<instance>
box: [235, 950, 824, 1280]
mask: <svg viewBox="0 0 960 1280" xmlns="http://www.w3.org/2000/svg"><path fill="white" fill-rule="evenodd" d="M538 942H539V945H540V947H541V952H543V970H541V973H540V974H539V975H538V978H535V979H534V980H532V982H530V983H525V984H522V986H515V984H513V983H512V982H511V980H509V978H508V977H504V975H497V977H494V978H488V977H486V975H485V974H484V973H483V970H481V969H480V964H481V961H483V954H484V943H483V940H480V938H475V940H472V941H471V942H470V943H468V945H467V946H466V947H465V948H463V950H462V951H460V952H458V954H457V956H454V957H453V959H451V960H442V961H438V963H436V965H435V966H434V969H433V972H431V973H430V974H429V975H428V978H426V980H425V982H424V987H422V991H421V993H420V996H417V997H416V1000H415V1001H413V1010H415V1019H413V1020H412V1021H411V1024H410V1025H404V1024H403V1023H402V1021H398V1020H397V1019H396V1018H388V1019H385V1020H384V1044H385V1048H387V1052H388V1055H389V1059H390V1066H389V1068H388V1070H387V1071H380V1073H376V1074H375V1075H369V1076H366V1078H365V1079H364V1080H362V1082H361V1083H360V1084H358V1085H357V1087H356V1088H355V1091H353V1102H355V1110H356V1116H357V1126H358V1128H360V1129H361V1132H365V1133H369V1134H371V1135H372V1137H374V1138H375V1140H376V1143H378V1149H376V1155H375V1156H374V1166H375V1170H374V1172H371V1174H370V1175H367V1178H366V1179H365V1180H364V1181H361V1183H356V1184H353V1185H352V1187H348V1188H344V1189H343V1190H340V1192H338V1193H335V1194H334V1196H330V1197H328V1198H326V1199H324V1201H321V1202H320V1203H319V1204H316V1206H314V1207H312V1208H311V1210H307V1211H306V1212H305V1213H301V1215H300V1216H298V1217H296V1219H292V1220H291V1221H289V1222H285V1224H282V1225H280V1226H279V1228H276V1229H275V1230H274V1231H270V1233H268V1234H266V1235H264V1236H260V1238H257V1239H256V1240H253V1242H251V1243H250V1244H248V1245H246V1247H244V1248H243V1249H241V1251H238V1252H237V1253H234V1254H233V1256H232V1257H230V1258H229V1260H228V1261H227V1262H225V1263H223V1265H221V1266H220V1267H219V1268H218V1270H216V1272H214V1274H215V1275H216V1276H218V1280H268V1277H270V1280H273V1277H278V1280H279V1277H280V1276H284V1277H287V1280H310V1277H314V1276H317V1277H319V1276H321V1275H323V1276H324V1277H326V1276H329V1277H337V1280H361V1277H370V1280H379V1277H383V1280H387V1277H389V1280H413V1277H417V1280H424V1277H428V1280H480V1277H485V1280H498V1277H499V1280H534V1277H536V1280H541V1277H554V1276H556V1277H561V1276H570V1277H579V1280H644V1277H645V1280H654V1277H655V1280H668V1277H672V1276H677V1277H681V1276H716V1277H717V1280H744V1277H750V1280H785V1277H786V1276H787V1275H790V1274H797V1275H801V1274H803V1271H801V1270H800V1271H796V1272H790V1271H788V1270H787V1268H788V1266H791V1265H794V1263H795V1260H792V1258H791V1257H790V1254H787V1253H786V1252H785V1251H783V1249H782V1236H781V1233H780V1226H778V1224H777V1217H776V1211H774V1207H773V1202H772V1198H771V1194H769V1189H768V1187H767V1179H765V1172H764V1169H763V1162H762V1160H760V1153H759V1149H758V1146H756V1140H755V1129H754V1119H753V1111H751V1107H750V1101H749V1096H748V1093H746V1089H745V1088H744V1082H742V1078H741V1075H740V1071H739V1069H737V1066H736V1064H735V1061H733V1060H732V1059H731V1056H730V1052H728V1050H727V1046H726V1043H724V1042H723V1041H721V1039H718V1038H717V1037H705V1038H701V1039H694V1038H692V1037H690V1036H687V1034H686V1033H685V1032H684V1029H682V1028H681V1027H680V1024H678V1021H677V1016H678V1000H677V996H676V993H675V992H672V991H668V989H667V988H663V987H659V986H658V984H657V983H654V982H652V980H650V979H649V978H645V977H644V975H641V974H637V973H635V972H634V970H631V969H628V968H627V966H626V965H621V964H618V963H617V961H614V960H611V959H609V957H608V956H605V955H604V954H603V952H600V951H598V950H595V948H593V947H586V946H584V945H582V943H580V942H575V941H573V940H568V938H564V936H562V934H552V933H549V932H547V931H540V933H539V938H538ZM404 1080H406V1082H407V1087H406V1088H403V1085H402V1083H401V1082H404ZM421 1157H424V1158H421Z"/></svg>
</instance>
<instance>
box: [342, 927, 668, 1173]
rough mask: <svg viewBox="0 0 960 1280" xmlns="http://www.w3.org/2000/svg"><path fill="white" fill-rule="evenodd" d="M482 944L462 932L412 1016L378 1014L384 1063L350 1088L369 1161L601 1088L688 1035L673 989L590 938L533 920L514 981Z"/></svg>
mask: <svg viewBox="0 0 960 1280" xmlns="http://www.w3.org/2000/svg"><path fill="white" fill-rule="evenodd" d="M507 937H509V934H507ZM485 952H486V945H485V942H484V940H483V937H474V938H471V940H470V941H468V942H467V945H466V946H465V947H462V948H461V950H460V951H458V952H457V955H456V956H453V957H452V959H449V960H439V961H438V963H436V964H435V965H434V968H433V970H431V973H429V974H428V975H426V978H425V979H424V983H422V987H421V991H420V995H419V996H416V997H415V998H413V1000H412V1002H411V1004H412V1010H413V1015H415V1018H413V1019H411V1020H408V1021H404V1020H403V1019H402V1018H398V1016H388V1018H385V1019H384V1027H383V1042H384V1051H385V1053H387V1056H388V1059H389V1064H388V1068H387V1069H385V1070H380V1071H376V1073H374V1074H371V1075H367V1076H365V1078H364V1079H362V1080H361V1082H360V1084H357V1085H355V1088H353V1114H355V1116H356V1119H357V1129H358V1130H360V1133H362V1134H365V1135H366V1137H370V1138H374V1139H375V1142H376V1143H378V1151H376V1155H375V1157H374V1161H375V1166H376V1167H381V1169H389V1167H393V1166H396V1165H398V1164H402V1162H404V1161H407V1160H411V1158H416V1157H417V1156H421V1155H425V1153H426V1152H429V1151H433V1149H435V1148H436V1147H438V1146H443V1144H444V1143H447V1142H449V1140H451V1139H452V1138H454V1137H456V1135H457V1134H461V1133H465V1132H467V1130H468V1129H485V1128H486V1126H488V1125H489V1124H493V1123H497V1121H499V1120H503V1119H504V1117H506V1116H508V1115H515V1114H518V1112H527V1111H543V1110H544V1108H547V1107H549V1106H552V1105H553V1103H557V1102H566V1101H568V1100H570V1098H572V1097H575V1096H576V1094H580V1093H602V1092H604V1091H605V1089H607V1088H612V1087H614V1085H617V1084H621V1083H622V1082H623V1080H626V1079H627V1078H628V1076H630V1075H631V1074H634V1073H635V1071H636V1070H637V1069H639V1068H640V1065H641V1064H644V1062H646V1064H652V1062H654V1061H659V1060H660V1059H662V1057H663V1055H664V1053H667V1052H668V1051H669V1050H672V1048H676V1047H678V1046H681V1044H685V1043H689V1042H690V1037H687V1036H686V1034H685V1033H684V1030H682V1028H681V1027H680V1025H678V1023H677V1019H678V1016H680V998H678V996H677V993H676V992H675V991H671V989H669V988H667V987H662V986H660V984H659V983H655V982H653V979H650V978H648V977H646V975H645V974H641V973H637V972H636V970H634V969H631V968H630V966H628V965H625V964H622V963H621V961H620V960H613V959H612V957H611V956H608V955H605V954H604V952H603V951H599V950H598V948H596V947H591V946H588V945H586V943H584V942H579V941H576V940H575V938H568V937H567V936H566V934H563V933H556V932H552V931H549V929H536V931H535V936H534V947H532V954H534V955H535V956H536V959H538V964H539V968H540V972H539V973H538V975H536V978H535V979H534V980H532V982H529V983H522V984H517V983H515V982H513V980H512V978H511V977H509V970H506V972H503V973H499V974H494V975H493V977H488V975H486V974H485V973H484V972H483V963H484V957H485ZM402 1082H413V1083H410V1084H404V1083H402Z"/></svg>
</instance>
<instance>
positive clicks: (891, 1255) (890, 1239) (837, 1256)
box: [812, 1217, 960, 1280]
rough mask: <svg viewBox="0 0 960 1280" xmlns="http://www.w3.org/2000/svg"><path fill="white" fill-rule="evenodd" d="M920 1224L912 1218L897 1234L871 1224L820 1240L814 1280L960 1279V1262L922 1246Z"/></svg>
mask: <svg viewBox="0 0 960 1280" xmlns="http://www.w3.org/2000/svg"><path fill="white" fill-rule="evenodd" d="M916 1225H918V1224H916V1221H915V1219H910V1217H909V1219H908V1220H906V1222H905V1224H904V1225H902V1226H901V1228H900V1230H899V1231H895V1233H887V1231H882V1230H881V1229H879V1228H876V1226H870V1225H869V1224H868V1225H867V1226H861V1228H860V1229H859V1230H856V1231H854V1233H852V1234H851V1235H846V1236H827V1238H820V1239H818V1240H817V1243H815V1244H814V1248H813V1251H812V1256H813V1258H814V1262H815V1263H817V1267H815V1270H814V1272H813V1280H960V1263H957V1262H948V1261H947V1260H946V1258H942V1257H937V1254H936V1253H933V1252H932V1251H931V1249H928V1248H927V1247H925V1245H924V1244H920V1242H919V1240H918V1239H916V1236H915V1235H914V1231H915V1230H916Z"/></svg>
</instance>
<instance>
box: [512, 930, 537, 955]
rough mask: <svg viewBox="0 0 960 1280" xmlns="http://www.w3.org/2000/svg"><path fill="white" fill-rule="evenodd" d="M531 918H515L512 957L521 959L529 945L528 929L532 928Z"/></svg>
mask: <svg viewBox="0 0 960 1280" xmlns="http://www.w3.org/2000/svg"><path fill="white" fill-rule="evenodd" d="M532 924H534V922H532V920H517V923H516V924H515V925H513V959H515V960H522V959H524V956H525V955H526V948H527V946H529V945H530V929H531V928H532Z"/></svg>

━━━━━━━━━━━━━━━━━━━━━━━━━━━━━━

Above are the records; print exactly the lines from the line with "box: [812, 1217, 960, 1280]" to the line with "box: [512, 930, 537, 955]", including both, and nothing else.

- Answer section
box: [812, 1217, 960, 1280]
rough mask: <svg viewBox="0 0 960 1280" xmlns="http://www.w3.org/2000/svg"><path fill="white" fill-rule="evenodd" d="M920 1224L912 1218L897 1234L871 1224L820 1240L814 1280L960 1279V1262L922 1246Z"/></svg>
mask: <svg viewBox="0 0 960 1280" xmlns="http://www.w3.org/2000/svg"><path fill="white" fill-rule="evenodd" d="M916 1225H918V1224H916V1221H915V1219H910V1217H909V1219H908V1220H906V1222H905V1224H904V1225H902V1226H901V1228H900V1230H899V1231H895V1233H887V1231H882V1230H881V1229H879V1228H876V1226H870V1225H869V1224H868V1225H867V1226H861V1228H860V1229H859V1230H856V1231H854V1233H852V1234H851V1235H846V1236H827V1238H820V1239H818V1240H817V1243H815V1244H814V1248H813V1251H812V1256H813V1258H814V1262H815V1263H817V1267H815V1270H814V1272H813V1280H960V1263H957V1262H948V1261H947V1260H946V1258H942V1257H937V1254H936V1253H933V1252H932V1251H931V1249H928V1248H927V1247H925V1245H924V1244H920V1242H919V1240H918V1239H916V1236H915V1235H914V1231H915V1230H916Z"/></svg>
</instance>
<instance>
box: [512, 930, 537, 955]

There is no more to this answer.